◆ **DIRECTIONS**: Pull every line containing "after" from the listing.

◆ **DATASET ENTRIES**:
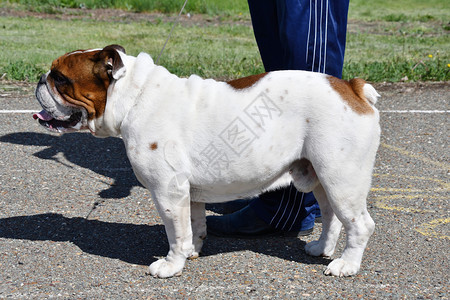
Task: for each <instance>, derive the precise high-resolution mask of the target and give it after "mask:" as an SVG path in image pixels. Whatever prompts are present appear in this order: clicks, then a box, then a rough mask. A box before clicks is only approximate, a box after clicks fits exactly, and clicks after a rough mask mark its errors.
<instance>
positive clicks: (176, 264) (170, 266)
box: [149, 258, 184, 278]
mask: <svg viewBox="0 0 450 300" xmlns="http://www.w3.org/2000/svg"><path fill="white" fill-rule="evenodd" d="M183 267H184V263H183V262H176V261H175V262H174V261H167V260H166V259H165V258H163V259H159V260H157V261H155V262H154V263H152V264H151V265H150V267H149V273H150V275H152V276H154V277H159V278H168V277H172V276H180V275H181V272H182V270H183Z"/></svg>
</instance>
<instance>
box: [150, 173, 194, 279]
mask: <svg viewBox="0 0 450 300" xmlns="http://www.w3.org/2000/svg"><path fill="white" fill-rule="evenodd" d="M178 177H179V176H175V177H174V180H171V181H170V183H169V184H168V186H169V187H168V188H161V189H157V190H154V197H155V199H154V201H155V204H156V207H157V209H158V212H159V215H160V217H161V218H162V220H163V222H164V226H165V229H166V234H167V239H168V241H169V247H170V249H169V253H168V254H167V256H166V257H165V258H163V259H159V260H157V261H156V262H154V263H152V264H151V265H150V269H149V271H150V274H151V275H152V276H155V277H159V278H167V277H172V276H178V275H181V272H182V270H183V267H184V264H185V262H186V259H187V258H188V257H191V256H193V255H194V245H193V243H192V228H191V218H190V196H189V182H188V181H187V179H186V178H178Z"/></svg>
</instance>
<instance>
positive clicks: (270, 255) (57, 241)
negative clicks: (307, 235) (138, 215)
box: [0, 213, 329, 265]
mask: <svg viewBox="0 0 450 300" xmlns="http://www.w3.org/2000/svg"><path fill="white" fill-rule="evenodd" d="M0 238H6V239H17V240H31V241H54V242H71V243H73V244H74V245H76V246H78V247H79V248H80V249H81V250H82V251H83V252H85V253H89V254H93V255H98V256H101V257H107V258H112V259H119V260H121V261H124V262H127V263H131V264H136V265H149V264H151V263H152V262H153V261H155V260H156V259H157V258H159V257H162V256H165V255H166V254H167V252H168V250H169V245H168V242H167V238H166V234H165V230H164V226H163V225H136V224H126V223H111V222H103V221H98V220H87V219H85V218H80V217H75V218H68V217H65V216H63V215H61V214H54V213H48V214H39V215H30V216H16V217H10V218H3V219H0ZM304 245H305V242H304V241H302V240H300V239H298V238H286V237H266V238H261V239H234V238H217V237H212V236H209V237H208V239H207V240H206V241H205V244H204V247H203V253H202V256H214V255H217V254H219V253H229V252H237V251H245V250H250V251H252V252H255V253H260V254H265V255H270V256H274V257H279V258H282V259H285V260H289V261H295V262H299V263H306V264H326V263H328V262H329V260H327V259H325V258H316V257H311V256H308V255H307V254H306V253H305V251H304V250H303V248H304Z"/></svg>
==
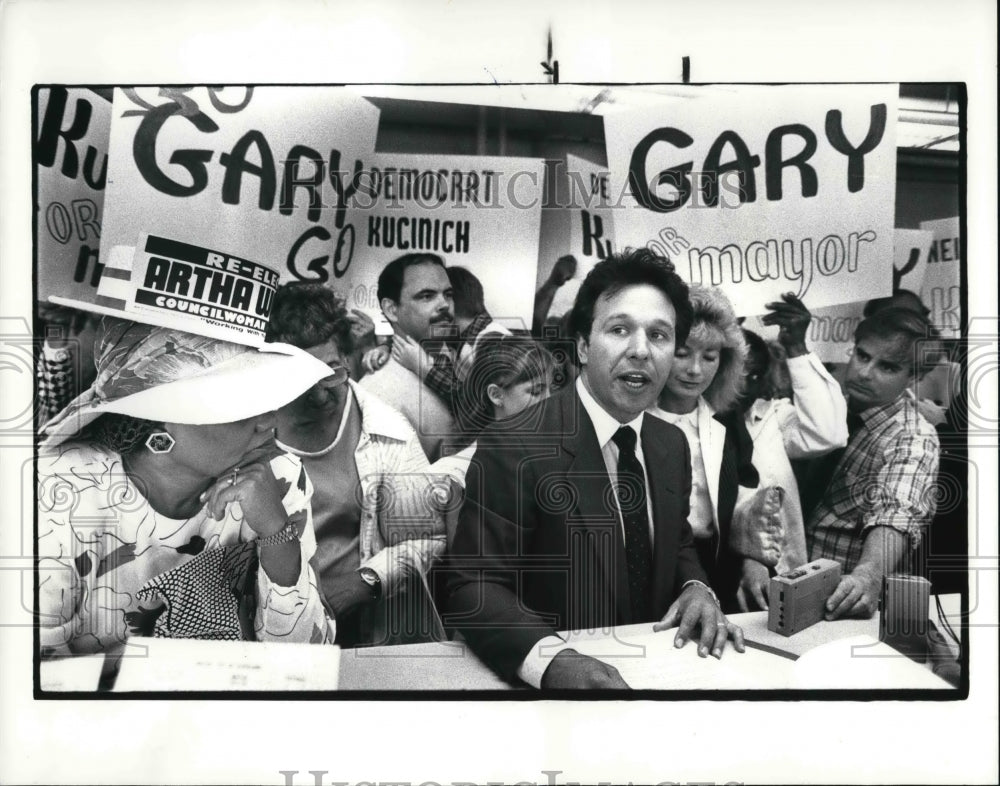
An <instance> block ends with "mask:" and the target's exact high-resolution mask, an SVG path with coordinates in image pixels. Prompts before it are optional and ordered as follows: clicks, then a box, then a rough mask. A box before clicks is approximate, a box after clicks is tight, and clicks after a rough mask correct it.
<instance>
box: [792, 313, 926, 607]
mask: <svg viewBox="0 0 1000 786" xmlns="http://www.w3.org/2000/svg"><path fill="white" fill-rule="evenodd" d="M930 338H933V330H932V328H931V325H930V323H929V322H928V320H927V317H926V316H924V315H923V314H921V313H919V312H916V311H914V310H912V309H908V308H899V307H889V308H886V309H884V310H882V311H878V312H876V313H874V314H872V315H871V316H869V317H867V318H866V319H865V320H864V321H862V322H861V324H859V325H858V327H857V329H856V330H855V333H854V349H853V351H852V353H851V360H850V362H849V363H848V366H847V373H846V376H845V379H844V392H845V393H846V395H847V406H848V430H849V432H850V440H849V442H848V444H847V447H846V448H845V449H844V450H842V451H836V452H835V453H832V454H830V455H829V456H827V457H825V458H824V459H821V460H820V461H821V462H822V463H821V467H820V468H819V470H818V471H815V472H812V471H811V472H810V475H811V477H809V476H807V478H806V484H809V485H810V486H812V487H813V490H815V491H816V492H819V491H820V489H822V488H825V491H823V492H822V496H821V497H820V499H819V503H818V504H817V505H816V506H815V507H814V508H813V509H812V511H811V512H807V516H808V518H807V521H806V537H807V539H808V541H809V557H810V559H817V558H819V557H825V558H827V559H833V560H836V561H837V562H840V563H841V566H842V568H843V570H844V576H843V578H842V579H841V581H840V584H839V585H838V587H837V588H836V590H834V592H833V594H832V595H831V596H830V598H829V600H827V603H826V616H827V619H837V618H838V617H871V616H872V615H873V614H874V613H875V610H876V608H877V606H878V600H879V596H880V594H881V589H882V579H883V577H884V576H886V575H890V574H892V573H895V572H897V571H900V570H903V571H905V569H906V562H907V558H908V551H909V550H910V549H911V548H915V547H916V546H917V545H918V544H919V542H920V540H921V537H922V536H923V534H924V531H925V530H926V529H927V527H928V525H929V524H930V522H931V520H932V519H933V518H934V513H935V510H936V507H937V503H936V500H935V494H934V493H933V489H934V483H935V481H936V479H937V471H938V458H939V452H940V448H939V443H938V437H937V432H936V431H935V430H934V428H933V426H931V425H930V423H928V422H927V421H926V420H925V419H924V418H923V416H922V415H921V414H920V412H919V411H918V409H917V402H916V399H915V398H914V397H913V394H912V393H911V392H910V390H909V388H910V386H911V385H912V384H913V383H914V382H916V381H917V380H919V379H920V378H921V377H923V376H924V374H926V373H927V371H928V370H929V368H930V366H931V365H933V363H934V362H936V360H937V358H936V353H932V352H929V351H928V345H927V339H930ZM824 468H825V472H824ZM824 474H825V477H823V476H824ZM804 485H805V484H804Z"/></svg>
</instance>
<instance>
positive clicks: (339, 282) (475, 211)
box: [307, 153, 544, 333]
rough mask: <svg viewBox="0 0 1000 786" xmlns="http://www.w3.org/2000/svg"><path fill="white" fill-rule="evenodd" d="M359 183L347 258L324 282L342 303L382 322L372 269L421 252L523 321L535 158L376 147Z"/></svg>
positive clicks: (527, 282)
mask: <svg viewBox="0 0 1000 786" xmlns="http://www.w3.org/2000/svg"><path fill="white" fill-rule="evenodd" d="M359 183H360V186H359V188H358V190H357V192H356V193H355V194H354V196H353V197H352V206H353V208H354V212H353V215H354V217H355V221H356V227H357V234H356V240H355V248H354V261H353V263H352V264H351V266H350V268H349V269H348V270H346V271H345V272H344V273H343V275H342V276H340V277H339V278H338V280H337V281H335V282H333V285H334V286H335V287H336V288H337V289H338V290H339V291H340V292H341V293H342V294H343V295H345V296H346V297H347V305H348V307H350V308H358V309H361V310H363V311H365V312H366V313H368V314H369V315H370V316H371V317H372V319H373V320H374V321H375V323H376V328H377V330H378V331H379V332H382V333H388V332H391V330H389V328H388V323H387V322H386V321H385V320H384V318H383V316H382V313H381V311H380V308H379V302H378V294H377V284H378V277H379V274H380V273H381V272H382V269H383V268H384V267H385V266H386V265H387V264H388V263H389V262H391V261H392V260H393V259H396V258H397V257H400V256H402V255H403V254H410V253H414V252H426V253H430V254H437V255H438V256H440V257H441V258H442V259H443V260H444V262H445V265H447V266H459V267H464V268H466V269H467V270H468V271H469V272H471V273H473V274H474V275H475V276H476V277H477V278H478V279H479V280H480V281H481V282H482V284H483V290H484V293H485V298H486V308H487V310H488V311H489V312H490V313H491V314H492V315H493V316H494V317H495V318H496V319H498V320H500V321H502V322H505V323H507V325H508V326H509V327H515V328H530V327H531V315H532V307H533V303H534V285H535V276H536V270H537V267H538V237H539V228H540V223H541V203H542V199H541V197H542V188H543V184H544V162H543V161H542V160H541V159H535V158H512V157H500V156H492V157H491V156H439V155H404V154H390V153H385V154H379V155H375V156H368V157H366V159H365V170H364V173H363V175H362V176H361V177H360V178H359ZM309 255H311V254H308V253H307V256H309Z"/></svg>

◆ **RESPONSE AREA**:
Task: for each <instance>, derive the precise high-resolution mask of the target and give it after "mask:" as an SVG path in image pixels. Whatever prompts are present appear in this order: clicks, then a box, then a rough mask. A box before clicks is only approximate, a box after clicks fits exactly, and clicks after a rough mask mark its errors.
An <instance> block ends with "mask:" and the target's exact high-resolution mask, an SVG path with coordinates in image pixels. Prompts before it are optional and ordered as follows: clicks, then a box, then a rough mask. A box before clicks is approximate, a box after clicks is tight, and clicks after a rough mask correct it.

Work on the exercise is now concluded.